* START Data *
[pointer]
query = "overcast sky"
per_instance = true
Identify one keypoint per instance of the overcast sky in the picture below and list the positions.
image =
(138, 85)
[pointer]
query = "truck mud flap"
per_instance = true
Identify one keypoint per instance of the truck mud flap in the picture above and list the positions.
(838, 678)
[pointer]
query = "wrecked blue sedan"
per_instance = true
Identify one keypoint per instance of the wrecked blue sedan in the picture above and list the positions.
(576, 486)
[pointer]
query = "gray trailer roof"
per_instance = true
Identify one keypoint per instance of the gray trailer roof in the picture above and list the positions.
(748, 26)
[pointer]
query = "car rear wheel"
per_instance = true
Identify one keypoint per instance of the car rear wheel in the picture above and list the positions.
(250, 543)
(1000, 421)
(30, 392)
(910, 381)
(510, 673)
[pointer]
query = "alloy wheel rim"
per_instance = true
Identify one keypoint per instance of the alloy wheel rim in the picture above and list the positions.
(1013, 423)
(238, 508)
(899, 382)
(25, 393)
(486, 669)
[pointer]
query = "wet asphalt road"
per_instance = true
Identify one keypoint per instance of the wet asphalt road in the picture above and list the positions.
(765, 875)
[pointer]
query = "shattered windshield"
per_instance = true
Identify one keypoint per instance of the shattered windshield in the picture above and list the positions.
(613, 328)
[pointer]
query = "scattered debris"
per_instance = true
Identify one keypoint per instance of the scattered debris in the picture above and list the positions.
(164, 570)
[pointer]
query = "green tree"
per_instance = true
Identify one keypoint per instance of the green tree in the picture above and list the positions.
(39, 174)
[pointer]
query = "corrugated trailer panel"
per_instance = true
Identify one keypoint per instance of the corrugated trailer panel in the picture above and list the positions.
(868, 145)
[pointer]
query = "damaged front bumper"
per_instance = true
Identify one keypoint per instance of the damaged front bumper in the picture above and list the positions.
* END Data *
Pick out each line of the items above that contains the word "scattered", and copy those lines.

query = "scattered debris"
Identify one keypoint per instance of the scattered debris in the picture above and list the positions.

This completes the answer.